* [TEXTO DA PÁGINA]:
****
Título: CIA libera seus papéis sobre anos de chumbo
Autor: Marcelo de Moraes
Fonte: O Estado de São Paulo, 15/05/2006, Nacional, p. A10

Não é apenas no Brasil que existem ainda arquivos secretos sobre o período da ditadura militar. Documentos confidenciais produzidos por órgãos do governo dos Estados Unidos estão sendo liberados nos últimos anos pelos americanos e revelando segredos sobre o regime militar brasileiro. Boa parte desse lote de documentos descreve cenários políticos, revela bastidores diplomáticos e relata informações sobre denúncias de tortura no País.

Alguns apresentam dados pormenorizados sobre a situação política nacional. Um deles, feito pela CIA em 11 de setembro de 1969, tem o título de Instabilidade no Brasil e trata da crise dentro do governo brasileiro provocada pelo derrame cerebral que afastou o presidente Artur da Costa e Silva do poder em 30 de agosto (substituído por uma junta militar, no dia seguinte) e pelo seqüestro do embaixador americano Charles Elbrick, em 4 de setembro.
****
* [DADOS FORNECIDOS]:

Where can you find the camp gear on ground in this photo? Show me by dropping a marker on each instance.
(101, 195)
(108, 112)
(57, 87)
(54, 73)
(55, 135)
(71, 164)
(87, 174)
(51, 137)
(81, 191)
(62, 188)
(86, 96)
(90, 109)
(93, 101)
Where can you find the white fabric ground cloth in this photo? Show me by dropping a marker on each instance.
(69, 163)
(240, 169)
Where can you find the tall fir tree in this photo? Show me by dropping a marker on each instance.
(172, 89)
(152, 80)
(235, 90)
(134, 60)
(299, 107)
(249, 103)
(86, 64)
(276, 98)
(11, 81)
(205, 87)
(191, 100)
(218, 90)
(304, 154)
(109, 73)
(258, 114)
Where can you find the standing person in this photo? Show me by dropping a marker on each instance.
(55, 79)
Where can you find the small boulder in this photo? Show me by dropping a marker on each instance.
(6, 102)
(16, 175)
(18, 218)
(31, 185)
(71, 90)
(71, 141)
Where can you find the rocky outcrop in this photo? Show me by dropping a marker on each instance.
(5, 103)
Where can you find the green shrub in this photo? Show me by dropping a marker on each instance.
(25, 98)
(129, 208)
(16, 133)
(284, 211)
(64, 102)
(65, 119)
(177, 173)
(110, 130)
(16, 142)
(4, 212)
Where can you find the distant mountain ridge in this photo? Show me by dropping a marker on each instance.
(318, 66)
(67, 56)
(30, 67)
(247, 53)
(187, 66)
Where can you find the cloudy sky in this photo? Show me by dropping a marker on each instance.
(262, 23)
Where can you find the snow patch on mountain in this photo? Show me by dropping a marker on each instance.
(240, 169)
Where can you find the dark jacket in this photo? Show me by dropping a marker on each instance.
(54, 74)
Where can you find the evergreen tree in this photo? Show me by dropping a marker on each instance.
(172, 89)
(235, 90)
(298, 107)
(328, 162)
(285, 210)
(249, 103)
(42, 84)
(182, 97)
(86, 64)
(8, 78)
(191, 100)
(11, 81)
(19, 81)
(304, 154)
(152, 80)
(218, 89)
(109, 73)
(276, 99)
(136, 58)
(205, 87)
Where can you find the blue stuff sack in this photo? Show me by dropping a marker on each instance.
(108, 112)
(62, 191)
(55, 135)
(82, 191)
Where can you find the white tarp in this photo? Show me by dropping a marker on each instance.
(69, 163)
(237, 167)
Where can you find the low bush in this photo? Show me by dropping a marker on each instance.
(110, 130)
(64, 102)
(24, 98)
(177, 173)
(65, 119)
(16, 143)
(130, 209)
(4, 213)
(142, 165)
****
* [TAREFA A]: Diga se cada afirmação abaixo está de acordo com a reportagem sobre os papéis da CIA, respondendo sim ou não e citando literalmente as palavras do texto que decidem: (i) O documento da CIA intitulado Instabilidade no Brasil foi feito em 11 de setembro de 1969. (ii) Costa e Silva foi substituído por uma junta militar no mesmo dia em que foi afastado do poder. (iii) O embaixador americano Charles Elbrick foi sequestrado em 4 de setembro.
* [TAREFA B]: Reproduza sem alterações o trecho da reportagem sobre os papéis da CIA que vai de "Não é apenas" até "4 de setembro.".

* [RESPOSTA A]:
(i) Sim: "feito pela CIA em 11 de setembro de 1969, tem o título de Instabilidade no Brasil"
(ii) Não: "substituído por uma junta militar, no dia seguinte"
(iii) Sim: "seqüestro do embaixador americano Charles Elbrick, em 4 de setembro"

* [RESPOSTA B]:
Não é apenas no Brasil que existem ainda arquivos secretos sobre o período da ditadura militar. Documentos confidenciais produzidos por órgãos do governo dos Estados Unidos estão sendo liberados nos últimos anos pelos americanos e revelando segredos sobre o regime militar brasileiro. Boa parte desse lote de documentos descreve cenários políticos, revela bastidores diplomáticos e relata informações sobre denúncias de tortura no País.

Alguns apresentam dados pormenorizados sobre a situação política nacional. Um deles, feito pela CIA em 11 de setembro de 1969, tem o título de Instabilidade no Brasil e trata da crise dentro do governo brasileiro provocada pelo derrame cerebral que afastou o presidente Artur da Costa e Silva do poder em 30 de agosto (substituído por uma junta militar, no dia seguinte) e pelo seqüestro do embaixador americano Charles Elbrick, em 4 de setembro.